▶ [Passage for review]:
━━━━━━━━━━━━━━━━

There are plenty of Minangkabau women who run businesses and earn money through farming too, but when you ask people why they have the tradition of giving women control of the cash, the response is usually: “Women are better at looking after the “treasure” because they take care of the children and the family so they think more about the future and are less likely to squander the cash on wasteful things than men.”

This is the kind of generalisation that when published on-line, rather than voiced by a wise old man living in the Indonesian jungle, is the equivalent of handing the internet trolls a knife and fork and asking them to start carving you up on the spot. But it’s worth it to remind ourselves that power can come dressed in a headscarf just as it can in an old Etonian tie.

Stories about female-led cultures such as the Minangkabau sometimes surprise people here in the West where depictions of Asian, and in particular Muslim women, are all too often that of victims. There’s also a tendency to equate female empowerment with the rise of 1960/70s feminism and rather ignore the reality that, across the world, Capitalism may have given men power as “breadwinners” first, but the daily managing of the “bread” has most often been done by women.

Frequently, when I tell Scottish men about tribes in Asia which are female led they respond with something along the lines of: “Ha! You should come to Fife or Lewis or Glasgow” (or wherever they happen to have been brought up). “It’s the women that rule the roost there.”

All of which raises the question, why, as we look forward to 2014 and the chance to vote for a fresh start for Scotland, do the polls consistently show that so many more women remain unconvinced of the benefits of independence than men? Why are those who are most commonly responsible for managing family grocery-budgets and buying the kids’ shoes, so willing to allow their children’s social and economic futures to be decided in Westminster in a political system steeped in patriarchy where the demands of bankers and war-mongers have, under both the Tories and Labour, been placed above the needs of families and local communities?

The recent Mumsnet poll which provoked so much reaction by declaring feminism to be “over” (or “Dead” according to a hugely-relieved Daily Mail) suggested that most women questioned, did infact believe there is a need for feminism, only it should be about the right to be respected for staying at home and raising a family as much as being entitled to equal treatment in the workplace.

━━━━━━━━━━━━━━━━

▶ [Dataset content]:
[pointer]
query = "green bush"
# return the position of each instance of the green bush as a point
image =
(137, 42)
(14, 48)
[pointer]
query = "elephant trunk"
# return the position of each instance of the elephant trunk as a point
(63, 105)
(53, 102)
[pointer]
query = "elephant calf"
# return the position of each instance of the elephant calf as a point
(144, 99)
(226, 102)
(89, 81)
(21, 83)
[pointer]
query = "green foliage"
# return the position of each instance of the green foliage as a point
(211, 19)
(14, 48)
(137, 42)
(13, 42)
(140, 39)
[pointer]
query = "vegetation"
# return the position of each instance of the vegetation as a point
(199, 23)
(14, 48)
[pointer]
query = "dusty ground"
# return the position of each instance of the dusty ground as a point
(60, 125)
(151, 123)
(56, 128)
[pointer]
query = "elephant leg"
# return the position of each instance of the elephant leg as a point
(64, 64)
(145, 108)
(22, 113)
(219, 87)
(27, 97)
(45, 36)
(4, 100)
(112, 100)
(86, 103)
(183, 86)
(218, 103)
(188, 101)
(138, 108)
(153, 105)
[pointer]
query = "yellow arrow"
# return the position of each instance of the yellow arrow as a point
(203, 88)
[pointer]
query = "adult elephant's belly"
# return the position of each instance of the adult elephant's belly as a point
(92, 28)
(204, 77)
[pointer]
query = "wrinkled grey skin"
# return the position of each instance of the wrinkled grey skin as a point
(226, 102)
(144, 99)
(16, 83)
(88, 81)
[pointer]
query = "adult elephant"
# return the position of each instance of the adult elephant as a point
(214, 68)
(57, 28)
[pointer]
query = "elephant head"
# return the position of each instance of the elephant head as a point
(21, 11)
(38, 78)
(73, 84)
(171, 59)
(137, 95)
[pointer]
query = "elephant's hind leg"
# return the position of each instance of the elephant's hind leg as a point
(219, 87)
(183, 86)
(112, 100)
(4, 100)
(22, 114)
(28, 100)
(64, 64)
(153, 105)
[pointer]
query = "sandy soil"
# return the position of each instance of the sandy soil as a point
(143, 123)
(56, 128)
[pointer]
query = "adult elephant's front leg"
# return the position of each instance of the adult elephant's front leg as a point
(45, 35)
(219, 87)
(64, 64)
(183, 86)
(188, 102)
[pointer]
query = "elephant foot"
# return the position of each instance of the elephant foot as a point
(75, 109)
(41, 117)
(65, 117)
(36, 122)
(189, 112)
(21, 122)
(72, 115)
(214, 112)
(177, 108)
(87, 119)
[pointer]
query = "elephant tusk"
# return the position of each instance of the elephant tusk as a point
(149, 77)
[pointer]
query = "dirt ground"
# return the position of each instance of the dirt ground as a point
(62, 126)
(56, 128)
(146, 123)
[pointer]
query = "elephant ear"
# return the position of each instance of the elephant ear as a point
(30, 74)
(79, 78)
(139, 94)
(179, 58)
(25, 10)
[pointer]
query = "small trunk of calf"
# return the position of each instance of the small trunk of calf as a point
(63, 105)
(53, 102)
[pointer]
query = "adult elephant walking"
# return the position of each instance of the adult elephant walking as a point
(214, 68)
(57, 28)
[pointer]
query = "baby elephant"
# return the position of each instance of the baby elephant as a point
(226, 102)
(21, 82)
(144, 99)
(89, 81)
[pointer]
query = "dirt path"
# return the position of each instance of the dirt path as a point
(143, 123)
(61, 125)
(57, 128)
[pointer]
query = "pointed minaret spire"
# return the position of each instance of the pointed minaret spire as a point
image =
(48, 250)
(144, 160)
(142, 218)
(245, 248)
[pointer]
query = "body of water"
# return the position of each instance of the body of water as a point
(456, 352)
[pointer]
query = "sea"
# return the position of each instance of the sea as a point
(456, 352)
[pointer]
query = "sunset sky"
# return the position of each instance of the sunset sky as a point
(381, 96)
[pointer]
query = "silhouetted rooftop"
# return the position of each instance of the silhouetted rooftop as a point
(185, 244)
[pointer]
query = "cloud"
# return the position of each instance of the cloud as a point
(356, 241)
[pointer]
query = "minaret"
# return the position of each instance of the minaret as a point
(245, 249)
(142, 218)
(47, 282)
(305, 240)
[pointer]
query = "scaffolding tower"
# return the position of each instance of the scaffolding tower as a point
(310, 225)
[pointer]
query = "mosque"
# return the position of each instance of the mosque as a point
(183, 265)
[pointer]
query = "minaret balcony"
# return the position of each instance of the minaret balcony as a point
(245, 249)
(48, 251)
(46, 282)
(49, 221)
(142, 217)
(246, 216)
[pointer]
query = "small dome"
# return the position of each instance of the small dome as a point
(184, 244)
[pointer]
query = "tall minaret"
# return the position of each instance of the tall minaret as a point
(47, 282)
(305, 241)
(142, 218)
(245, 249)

━━━━━━━━━━━━━━━━

▶ [Questions on the material]:
a. Copy the Minangkabau passage again, starting at the words "This is the" and stopping after "old Etonian tie.". Substitute "hijab" for "headscarf".
b. In the Minangkabau passage, what word did the Daily Mail use to describe feminism?
The material is separate from the Minangkabau passage.

▶ [Task results]:
a.
This is the kind of generalisation that when published on-line, rather than voiced by a wise old man living in the Indonesian jungle, is the equivalent of handing the internet trolls a knife and fork and asking them to start carving you up on the spot. But it’s worth it to remind ourselves that power can come dressed in a hijab just as it can in an old Etonian tie.

b. "Dead"